IHRE AUFGABEN:
(A) Geben Sie aus dem Textauszug zur Impfstoffwirksamkeit alles von „Im Zeitraum MW“ bis hinab zu „mit einer Auffrischimpfung.“ wortgetreu wieder.
(B) Entscheiden Sie für jede der folgenden Aussagen mit Ja oder Nein, ob sie dem Textauszug entspricht, und stützen Sie jede Entscheidung mit den maßgeblichen Worten des Textauszugs als wörtlichem Zitat.
(i) Bei Omicron bleibt die Wirksamkeit der Impfstoffe gegen schweres COVID-19 hoch und lang anhaltend.
(ii) Der Schutz vor einer SARS-CoV-2-Infektion oder leichten Erkrankung hält nach der Grundimmunisierung lange an.
(iii) In MW 16-19/2022 war das Risiko einer Krankenhausbehandlung für ungeimpfte Personen ab 60 Jahren 9,0-fach erhöht gegenüber Personen mit Auffrischimpfung.

TEXTAUSZUG:
Bei der Omicron-Variante ist die Wirksamkeit von in der EU zugelassenen COVID-19-Impfstoffen zur Vorbeugung einer SARS-CoV-2-Infektion oder einer leichten Erkrankung gering und nach der Grundimmunisierung nur von kurzer Dauer, kann aber durch eine Auffrischungsimpfung verbessert werden. VE [vaccine effectiveness] gegen schweres COVID-19 bleibt hoch und hält lange an, insbesondere nach Erhalt der Auffrischimpfung.

Ergänzend sei eine Feststellung zitiert, die auf Daten beruht, die dem RKI von in Deutschland hospitalisierten Covid-19-Fällen übermittelt wurden:

Im Zeitraum MW [Meldewoche] 16-19/2022 war für ungeimpfte Personen das Risiko, aufgrund von COVID-19 in einem Krankenhaus behandelt zu werden 6,7-fach (12- bis 17-Jährige), 3,7-fach (18- bis 59-Jährige) bzw. 9,0-fach (ab 60-Jährige) erhöht im Vergleich zu Personen mit einer Auffrischimpfung.

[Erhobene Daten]

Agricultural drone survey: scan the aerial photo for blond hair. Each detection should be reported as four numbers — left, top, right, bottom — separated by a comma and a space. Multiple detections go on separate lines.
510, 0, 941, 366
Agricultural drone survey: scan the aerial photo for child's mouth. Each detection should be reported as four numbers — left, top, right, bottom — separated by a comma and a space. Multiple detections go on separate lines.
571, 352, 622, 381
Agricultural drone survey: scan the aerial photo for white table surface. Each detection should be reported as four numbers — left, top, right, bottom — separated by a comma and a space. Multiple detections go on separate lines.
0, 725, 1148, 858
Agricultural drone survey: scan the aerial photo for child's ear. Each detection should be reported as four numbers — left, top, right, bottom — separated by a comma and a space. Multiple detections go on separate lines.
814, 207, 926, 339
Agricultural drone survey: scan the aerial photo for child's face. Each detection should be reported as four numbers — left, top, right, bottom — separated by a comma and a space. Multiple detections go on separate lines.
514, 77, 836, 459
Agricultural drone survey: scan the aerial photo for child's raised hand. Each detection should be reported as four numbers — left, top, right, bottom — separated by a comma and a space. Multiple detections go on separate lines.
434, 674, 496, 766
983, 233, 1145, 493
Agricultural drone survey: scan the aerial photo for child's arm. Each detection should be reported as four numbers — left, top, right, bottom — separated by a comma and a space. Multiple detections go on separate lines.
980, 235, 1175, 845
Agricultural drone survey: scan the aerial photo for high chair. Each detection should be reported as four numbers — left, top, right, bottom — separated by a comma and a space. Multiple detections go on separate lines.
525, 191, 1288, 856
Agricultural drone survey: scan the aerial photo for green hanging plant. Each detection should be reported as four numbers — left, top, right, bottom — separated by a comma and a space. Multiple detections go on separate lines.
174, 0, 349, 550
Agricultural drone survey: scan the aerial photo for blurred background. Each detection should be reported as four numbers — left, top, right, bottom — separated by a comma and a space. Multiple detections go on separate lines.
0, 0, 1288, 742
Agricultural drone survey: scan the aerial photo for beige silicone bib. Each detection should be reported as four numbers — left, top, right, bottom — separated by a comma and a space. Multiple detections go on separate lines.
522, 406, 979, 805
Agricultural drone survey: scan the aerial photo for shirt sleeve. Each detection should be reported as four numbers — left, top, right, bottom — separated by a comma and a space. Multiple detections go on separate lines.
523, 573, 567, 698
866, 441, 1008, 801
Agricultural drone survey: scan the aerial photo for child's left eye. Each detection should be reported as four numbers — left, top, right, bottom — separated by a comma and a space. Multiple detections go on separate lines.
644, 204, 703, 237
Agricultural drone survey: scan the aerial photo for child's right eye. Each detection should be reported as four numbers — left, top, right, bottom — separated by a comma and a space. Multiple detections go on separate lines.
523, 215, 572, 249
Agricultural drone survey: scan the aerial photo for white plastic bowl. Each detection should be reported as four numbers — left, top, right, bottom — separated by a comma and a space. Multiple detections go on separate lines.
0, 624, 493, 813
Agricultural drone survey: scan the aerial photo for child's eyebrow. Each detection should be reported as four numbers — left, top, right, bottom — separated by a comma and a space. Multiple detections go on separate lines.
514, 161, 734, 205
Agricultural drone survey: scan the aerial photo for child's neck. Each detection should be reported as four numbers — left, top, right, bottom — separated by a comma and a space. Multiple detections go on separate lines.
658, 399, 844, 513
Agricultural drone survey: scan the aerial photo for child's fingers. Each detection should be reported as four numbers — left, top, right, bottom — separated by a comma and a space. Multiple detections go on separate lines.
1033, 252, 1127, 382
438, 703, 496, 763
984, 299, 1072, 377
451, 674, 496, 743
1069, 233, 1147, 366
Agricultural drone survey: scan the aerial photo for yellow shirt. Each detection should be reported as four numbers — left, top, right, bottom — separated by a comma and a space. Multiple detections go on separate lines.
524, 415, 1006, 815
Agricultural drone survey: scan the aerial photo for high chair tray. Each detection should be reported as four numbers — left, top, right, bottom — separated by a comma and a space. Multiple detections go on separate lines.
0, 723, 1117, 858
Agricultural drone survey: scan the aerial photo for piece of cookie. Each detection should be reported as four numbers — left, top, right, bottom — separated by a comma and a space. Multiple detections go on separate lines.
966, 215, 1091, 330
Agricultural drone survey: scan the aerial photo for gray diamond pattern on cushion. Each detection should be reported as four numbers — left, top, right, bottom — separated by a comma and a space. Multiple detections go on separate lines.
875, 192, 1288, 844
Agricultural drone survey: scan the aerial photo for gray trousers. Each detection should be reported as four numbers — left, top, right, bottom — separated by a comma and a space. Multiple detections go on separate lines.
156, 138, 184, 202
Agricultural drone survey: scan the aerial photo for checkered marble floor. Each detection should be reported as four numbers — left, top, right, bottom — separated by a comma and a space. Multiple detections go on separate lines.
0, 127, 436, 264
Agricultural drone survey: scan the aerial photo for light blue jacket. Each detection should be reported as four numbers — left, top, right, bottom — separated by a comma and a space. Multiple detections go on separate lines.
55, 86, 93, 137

LÖSUNGEN:
(A)
Im Zeitraum MW [Meldewoche] 16-19/2022 war für ungeimpfte Personen das Risiko, aufgrund von COVID-19 in einem Krankenhaus behandelt zu werden 6,7-fach (12- bis 17-Jährige), 3,7-fach (18- bis 59-Jährige) bzw. 9,0-fach (ab 60-Jährige) erhöht im Vergleich zu Personen mit einer Auffrischimpfung.

(B)
(i) Ja: „VE [vaccine effectiveness] gegen schweres COVID-19 bleibt hoch und hält lange an“
(ii) Nein: „nach der Grundimmunisierung nur von kurzer Dauer“
(iii) Ja: „9,0-fach (ab 60-Jährige) erhöht im Vergleich zu Personen mit einer Auffrischimpfung“